» SUPPLIED TEXT:
— BEGIN —
The first was the amazing Habitat
residential complex that Safdie designed
for Expo 67 in Montreal. The most
recent is Lester B Pearson Airport,
completed in Toronto in 2007. In
between he created the $123 million
National Gallery of Canada which occupies
a prominent site on Sussex Drive looking
across to the Canadian Parliament
Building.
The building was constructed of poured
concrete, Tadoussac variegated rose
granite, and glass and features a
cathedral-like great hall from which
visitors can access the galleries.
After entering the gallery, visitors walk
up a long incline to the great hall
designed, as the gallery says, to create,
“... an agreeable sense of
anticipation”. When
these images were taken in October of
2013, the glass spires above the great
hall had been covered in an attempt to
make it resemble an iceberg.
— END —
» STORED RECORDS:
— BEGIN —
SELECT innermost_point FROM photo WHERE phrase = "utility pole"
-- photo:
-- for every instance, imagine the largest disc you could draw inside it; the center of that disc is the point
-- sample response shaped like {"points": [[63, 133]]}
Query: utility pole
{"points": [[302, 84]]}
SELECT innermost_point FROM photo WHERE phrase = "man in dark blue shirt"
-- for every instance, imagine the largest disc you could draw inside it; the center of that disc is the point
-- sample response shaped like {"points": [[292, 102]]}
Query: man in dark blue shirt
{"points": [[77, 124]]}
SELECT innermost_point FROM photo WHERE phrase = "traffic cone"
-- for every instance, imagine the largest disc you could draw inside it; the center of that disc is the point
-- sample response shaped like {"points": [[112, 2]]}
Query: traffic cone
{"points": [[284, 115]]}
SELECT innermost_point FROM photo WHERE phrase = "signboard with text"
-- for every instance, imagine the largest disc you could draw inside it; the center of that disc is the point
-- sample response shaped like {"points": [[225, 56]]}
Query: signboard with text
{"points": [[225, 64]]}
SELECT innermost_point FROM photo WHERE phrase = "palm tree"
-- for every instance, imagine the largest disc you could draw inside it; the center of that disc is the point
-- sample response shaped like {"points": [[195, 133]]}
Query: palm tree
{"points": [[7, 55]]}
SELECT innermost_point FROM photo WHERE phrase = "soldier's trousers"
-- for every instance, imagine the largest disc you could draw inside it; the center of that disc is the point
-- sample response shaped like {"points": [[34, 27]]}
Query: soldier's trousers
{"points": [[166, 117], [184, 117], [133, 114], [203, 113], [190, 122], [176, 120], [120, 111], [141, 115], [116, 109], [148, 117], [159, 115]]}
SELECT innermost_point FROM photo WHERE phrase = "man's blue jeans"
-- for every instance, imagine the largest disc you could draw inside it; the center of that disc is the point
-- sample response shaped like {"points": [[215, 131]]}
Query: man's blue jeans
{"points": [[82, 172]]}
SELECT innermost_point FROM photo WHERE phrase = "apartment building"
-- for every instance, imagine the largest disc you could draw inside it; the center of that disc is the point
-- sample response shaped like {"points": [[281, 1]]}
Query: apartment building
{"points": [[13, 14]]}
— END —
» TO BE DONE:
1/ Decide whether each statement agrees with the text about the National Gallery of Canada, answering yes or no and quoting the words of the text that settle it. (a) The National Gallery of Canada cost $123 million. (b) The gallery building was made of steel and glass. (c) Visitors take an elevator up to the great hall.
2/ Summarize the text about the National Gallery of Canada in two sentences.
3/ Translate this sentence from the text about the National Gallery of Canada into Spanish: "The building was constructed of poured concrete, Tadoussac variegated rose granite, and glass and features a cathedral-like great hall from which visitors can access the galleries."
The material has no connection to the text about the National Gallery of Canada.

» OUTPUTS BY TASK:
1/
(a) Yes: "he created the $123 million National Gallery of Canada"
(b) No: "The building was constructed of poured concrete, Tadoussac variegated rose granite, and glass"
(c) No: "visitors walk up a long incline to the great hall"

2/ The text names Safdie's Habitat residential complex for Expo 67 in Montreal as the first and Toronto's Lester B Pearson Airport, completed in 2007, as the most recent, with the $123 million National Gallery of Canada on Sussex Drive in between. The gallery is built of poured concrete, Tadoussac variegated rose granite and glass, and visitors walk up a long incline to a cathedral-like great hall, whose glass spires had been covered to resemble an iceberg when the images were taken in October 2013.

3/ El edificio se construyó con hormigón vertido, granito rosa jaspeado de Tadoussac y vidrio, y cuenta con un gran salón de aspecto catedralicio desde el cual los visitantes pueden acceder a las galerías.